## start Selected extract

Postby Trailerman » Sun Feb 09, 2014 12:53 pm

Treeman wrote:4. Now there is your main problem, unless you can establish that you have an interest in the wall this goes no further than clearing it and a few squashed plants. The court wont assume anything, they expect you to demonstrate


I believe I can demonstrate that the wall was, on balance of probability, built at the same time as our property. If this is the case, or if the negihbour accepts that the wall is shared, what liability does my neighbour have for rebuilding it. Does he have to rebuild along the exact same boundary, does it need to be a wall of similar materials, to a similar height etc? How would this be achieved if the tree has breached the boundary line, and now straddles both gardens? He has never claimed complete ownership of the wall and I doubt he will do so.

## end Selected extract

* **Task list**
A: Write out the stretch of the forum post about the boundary wall from "I believe I" through "will do so.".
B: For each statement, decide whether the forum post about the boundary wall agrees with it. Answer yes or no and quote the words from the post that settle it.
(i) The poster believes the wall was likely built at the same time as the poster's property.
(ii) The neighbor has claimed complete ownership of the wall.
(iii) The quoted reply says the court will assume the poster has an interest in the wall.
C: Proceed with the forum post about the boundary wall from the point where it stops.
The material after this plays no part in the work.

## start Stored data

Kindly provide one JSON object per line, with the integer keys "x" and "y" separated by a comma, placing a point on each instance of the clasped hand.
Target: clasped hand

## end Stored data

* **The responses**
A:
I believe I can demonstrate that the wall was, on balance of probability, built at the same time as our property. If this is the case, or if the negihbour accepts that the wall is shared, what liability does my neighbour have for rebuilding it. Does he have to rebuild along the exact same boundary, does it need to be a wall of similar materials, to a similar height etc? How would this be achieved if the tree has breached the boundary line, and now straddles both gardens? He has never claimed complete ownership of the wall and I doubt he will do so.

B:
(i) Yes: "I believe I can demonstrate that the wall was, on balance of probability, built at the same time as our property."
(ii) No: "He has never claimed complete ownership of the wall"
(iii) No: "The court wont assume anything, they expect you to demonstrate"

C:
3.Answer NO and No


So, if the council protects it with a TPO it assumes no additional responsibility for the tree, and all such responsibility therefore remains with my neighbour? That is not what I was told by the lcoal tree officer, when I mooted the idea with him. He stated that the council when deciding whether or not to protect a tree will, in the current climate of osterity, have regard to the liability this exposes them to. If they consider that this liablility exceeds the value the tree offers to the conservation area, they will often decide that it is not worth protecting. At the time, the principal liability was the wall it was leaning upon at the time. I have a file note from his last visit which makes this pretty clear, but perhaps I misunderstood him.

You mention applications in earlier posts which implies the tree is protected by TPO, then in this post you say
If the council were to protect the tree
So is it protected or not?


The tree is not protected by a TPO - I don't believe that I have suggested that it is, and am sorry if I gave that impression. It is in a conservation area, which I understand confers upon it some additional protection. Previous applications were for pruning, which are required for all trees within a conservation area.

Arborlad - no the wall has never been rebuilt as far as the memories of those in the area extend.

Jules
Last edited by Trailerman on Sun Feb 09, 2014 12:58 pm, edited 2 times in total.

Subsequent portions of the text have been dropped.